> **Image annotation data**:
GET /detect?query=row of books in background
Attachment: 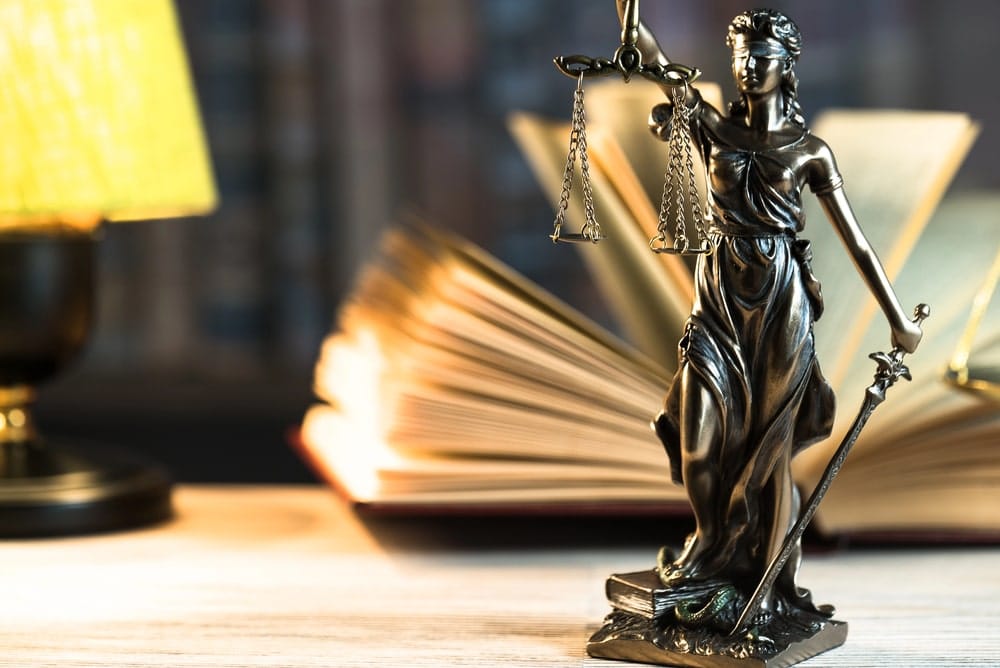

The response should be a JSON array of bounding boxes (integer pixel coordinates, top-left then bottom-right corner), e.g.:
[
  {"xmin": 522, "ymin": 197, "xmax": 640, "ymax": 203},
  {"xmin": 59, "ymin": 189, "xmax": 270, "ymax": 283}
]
[
  {"xmin": 80, "ymin": 0, "xmax": 996, "ymax": 381},
  {"xmin": 302, "ymin": 78, "xmax": 1000, "ymax": 539}
]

> **Direction**:
Duplicate these lines word for word, leaving out the pictures.

> **Response to this task**:
GET /detect?query=row of books in background
Attachment: 

The response should be a JSON array of bounding boxes (integer pixel coordinates, top-left then bottom-right corner), e.g.:
[
  {"xmin": 522, "ymin": 197, "xmax": 640, "ymax": 203},
  {"xmin": 59, "ymin": 189, "xmax": 270, "ymax": 283}
]
[
  {"xmin": 80, "ymin": 0, "xmax": 996, "ymax": 381},
  {"xmin": 302, "ymin": 78, "xmax": 1000, "ymax": 539}
]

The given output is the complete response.